### PASSAGE TO READ

○ ○ ○ ○ ○ ○ ○

As the century turned and we entered the 2000s, we saw growth on both sides of affordability when it comes to grocery shopping. For the more luxurious and high-priced products, Whole Foods benefited by attracting customers interested in the more natural and organic offerings. This expansion coincided with clean eating, cleaning, and living becoming more mainstream than ever before, continuously aiding Whole Foods in popularity. On the other side of the income hourglass, Aldi earned a popular presence amongst lower-income households. Their store model is built around limited assortments and off-brand products that allow lower prices for their customers. On top of that, their process for purchasing bags or bringing your own, as well as their efficient checkout systems allows for the most affordable experience on both the business and customer sides.

The early 2000s also saw an expansion in the manufacturing and operations side of grocery shopping. Refrigeration and freezer storage became sleeker and more high-tech, creating a more convenient shopping experience for customers, self-checkout systems became more common, and grocery carts continued getting bigger to encourage shoppers to buy even more! These innovations continue today as the grocery industry moves towards the next big thing.

○ ○ ○ ○ ○ ○ ○

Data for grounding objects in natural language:
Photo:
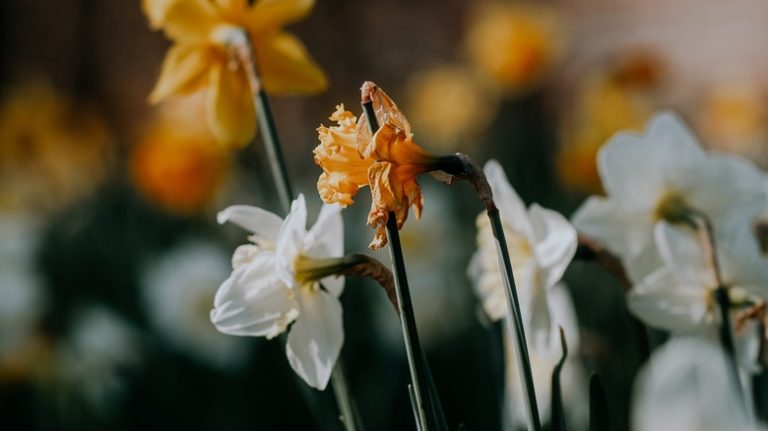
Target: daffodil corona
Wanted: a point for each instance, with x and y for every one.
(280, 280)
(388, 162)
(204, 32)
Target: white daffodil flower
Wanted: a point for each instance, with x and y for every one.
(543, 361)
(678, 297)
(541, 244)
(660, 175)
(178, 289)
(283, 279)
(686, 386)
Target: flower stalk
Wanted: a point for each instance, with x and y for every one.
(242, 51)
(426, 401)
(460, 167)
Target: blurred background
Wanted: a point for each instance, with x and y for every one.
(110, 253)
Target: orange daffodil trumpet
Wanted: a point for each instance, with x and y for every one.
(387, 161)
(206, 34)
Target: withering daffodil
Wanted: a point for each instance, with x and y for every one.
(284, 277)
(664, 175)
(204, 32)
(388, 162)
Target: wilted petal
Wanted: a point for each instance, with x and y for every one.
(554, 242)
(253, 219)
(315, 339)
(185, 70)
(229, 107)
(285, 66)
(254, 302)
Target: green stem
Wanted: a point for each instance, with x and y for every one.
(243, 50)
(427, 404)
(460, 167)
(515, 320)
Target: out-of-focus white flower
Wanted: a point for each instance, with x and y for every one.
(543, 362)
(686, 386)
(89, 364)
(21, 294)
(662, 175)
(283, 278)
(541, 244)
(679, 297)
(178, 290)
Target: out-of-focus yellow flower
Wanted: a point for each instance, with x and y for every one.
(51, 151)
(203, 32)
(734, 118)
(513, 44)
(388, 162)
(450, 105)
(178, 165)
(620, 98)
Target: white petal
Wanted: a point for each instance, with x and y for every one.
(333, 284)
(253, 301)
(626, 234)
(290, 239)
(326, 237)
(728, 188)
(255, 220)
(686, 386)
(681, 251)
(636, 170)
(661, 301)
(315, 339)
(555, 242)
(510, 205)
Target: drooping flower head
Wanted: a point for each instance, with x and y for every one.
(203, 32)
(388, 161)
(284, 278)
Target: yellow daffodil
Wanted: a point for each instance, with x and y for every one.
(388, 162)
(177, 165)
(513, 44)
(204, 32)
(619, 97)
(52, 151)
(466, 106)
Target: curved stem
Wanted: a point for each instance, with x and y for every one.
(242, 51)
(460, 167)
(427, 404)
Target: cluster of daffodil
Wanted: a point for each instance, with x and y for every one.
(680, 220)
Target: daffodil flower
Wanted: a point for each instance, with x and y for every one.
(203, 32)
(664, 175)
(388, 162)
(686, 386)
(284, 278)
(679, 296)
(541, 244)
(543, 361)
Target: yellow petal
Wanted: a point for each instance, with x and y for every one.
(285, 66)
(229, 106)
(190, 20)
(184, 70)
(277, 13)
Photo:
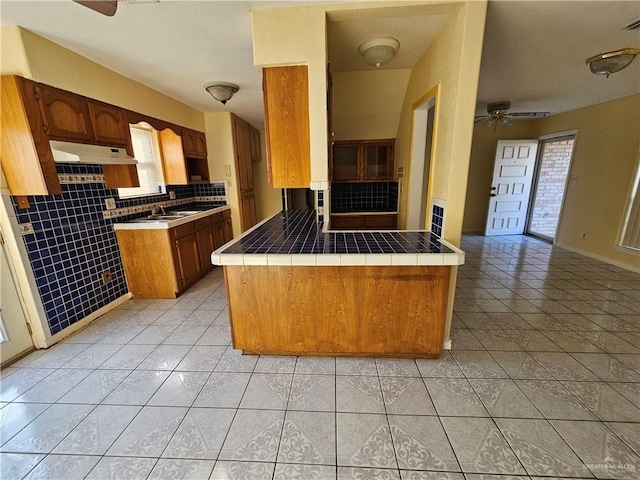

○ ○ ○ ○ ○ ○ ○

### STUDY QUESTIONS
1. Answer these questions on the passage about grocery shopping:
(a) Which store drew customers interested in more natural and organic offerings?
(b) Besides limited assortments, what kind of products is Aldi's store model built around?
(c) What happened to grocery carts in the early 2000s?
2. Please echo the part of the passage about grocery shopping between "As the century" and "and customer sides.", inclusive.
The records aren't needed for any of this.

### ANSWERS BY TASK
1.
(a) Whole Foods.
(b) Off-brand products.
(c) They kept getting bigger to encourage shoppers to buy even more.

2.
As the century turned and we entered the 2000s, we saw growth on both sides of affordability when it comes to grocery shopping. For the more luxurious and high-priced products, Whole Foods benefited by attracting customers interested in the more natural and organic offerings. This expansion coincided with clean eating, cleaning, and living becoming more mainstream than ever before, continuously aiding Whole Foods in popularity. On the other side of the income hourglass, Aldi earned a popular presence amongst lower-income households. Their store model is built around limited assortments and off-brand products that allow lower prices for their customers. On top of that, their process for purchasing bags or bringing your own, as well as their efficient checkout systems allows for the most affordable experience on both the business and customer sides.